## SECÇÃO DO DOCUMENTO
Já esta manhã de quarta-feira, 30 de julho, fica a saber-se, através do Negócios que o novo anteprojeto para alterações ao Código do Trabalho determina que o trabalho flexível, para pais com filhos com menos de 12 anos, terá em conta trabalho prestado "habitualmente" aos fins de semana ou feriados. Uma mudança que, recorde-se, colide com a decisão do Supremo Tribunal de Justiça há três anos, de que o horário flexível "não exclui a inclusão do descanso semanal, incluindo o sábado e o domingo" no caso dos pais com filhos menores de 12 anos.

O novo documento não traz mais dias para os pais no gozo da licença inicial (atualmente nos 28 dias), mas torna obrigatórios os 14 primeiros dias - e não apenas os sete obrigatórios e sete facultativos - após o nascimento.

## REGISTOS DE DADOS
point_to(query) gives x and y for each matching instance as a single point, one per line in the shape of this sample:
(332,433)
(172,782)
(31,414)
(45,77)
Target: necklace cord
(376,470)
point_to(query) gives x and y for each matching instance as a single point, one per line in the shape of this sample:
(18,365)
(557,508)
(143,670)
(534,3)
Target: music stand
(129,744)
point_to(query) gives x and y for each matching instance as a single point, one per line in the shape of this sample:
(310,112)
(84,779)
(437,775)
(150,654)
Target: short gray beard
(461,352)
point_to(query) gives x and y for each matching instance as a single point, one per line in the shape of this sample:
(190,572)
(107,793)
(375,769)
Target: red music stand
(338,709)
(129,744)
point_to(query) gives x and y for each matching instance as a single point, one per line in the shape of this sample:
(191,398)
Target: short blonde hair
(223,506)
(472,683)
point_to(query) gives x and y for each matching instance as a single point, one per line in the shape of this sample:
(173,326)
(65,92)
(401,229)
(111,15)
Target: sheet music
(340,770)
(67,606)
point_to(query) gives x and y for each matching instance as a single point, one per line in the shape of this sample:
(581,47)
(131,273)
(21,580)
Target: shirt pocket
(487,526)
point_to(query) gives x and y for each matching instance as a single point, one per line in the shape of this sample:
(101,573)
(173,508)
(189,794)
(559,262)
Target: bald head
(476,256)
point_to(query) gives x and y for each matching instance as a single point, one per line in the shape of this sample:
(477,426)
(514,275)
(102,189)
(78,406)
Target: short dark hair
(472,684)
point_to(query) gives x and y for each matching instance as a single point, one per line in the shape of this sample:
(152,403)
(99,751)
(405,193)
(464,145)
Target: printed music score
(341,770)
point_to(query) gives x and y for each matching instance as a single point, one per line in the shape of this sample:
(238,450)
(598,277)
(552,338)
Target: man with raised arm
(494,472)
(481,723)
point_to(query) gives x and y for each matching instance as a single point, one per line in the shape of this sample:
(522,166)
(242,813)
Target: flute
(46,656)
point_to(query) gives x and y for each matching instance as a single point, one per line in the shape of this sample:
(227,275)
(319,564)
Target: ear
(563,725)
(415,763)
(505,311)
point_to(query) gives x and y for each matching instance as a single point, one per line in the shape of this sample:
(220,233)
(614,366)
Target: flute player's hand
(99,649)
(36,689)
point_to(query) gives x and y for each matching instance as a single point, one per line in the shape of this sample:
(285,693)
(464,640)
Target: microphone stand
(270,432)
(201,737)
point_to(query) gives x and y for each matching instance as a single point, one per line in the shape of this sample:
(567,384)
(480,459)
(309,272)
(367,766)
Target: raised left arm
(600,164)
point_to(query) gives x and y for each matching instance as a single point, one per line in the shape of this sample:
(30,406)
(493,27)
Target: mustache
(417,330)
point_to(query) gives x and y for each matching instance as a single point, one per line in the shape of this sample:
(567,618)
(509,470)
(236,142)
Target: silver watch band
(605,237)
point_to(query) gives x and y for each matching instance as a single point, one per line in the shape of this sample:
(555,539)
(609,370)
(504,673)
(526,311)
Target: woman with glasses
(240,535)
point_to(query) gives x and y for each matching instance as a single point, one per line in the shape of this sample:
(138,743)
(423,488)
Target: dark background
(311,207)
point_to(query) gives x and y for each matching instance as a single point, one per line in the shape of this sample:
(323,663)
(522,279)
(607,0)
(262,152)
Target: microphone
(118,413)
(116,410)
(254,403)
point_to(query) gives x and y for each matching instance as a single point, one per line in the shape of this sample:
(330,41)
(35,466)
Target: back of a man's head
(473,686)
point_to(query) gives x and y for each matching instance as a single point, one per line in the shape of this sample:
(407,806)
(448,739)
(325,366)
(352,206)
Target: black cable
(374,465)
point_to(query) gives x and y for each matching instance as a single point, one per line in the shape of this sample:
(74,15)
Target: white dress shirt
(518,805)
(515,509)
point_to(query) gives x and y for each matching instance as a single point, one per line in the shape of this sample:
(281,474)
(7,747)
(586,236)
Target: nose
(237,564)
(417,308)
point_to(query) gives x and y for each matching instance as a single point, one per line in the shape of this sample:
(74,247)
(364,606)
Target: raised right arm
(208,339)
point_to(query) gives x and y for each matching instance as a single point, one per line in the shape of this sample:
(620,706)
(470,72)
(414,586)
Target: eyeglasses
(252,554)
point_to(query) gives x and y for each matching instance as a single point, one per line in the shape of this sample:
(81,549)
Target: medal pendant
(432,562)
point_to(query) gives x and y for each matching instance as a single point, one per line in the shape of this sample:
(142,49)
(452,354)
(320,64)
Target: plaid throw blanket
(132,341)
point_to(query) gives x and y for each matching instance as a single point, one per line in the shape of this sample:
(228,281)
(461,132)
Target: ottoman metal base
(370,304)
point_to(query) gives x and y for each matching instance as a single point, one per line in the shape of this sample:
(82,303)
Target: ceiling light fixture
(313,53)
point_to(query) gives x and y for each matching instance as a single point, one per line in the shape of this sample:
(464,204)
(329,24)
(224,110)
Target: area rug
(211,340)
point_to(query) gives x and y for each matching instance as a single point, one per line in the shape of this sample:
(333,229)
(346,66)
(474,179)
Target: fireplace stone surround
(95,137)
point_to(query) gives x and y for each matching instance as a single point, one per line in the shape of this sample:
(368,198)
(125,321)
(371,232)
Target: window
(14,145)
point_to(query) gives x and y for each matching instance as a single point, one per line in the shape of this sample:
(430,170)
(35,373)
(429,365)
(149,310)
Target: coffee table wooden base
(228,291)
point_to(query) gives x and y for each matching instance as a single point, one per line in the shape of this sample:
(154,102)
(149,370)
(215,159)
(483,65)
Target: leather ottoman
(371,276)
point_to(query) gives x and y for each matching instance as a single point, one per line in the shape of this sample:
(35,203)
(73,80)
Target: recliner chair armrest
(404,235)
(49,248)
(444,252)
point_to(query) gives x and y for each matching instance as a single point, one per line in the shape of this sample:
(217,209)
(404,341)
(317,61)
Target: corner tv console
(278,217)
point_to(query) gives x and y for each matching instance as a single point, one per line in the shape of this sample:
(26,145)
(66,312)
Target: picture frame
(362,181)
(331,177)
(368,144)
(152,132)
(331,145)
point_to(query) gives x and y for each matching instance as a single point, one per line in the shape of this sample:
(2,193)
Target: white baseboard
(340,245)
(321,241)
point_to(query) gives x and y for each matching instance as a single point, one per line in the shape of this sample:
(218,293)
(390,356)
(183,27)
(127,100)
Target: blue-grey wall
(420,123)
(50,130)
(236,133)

## TAREFAS A REALIZAR
1. Reescreve em forma de lista o parágrafo do excerto sobre o Código do Trabalho que começa por «O novo documento não traz», mantendo os factos principais.
2. Por favor, prossegue o excerto sobre o Código do Trabalho a partir do ponto em que termina.

## RESPOSTAS
1.
- O novo documento não acrescenta dias à licença inicial dos pais, que é atualmente de 28 dias.
- Torna obrigatórios os 14 primeiros dias após o nascimento, em vez de sete dias obrigatórios e sete facultativos.

2.
Olhando para o programa de governo, onde a palavra grávida não entra, é anunciado que o executivo irá "promover a igualdade de oportunidades e de tratamento entre mulheres e homens no trabalho e emprego, designadamente através das seguintes medidas como revisitar o regime das licenças de parentalidade e demais medidas de apoio à parentalidade e à conciliação entre a vida profissional e familiar, de modo equilibrado entre mães e pais". Anuncia-se agora o sentido.

Ainda sobre a gravidez, continuam a nascer bebés fora das maternidades ainda que continue o prometida reorganização dos serviços de Ginecologia e Obstetrícia. Só neste ano, como revelou a SIC Notícias, 42 bebés já nasceram fora das maternidades, número que inclui partos realizados em casa, em ambulâncias e até em viaturas particulares.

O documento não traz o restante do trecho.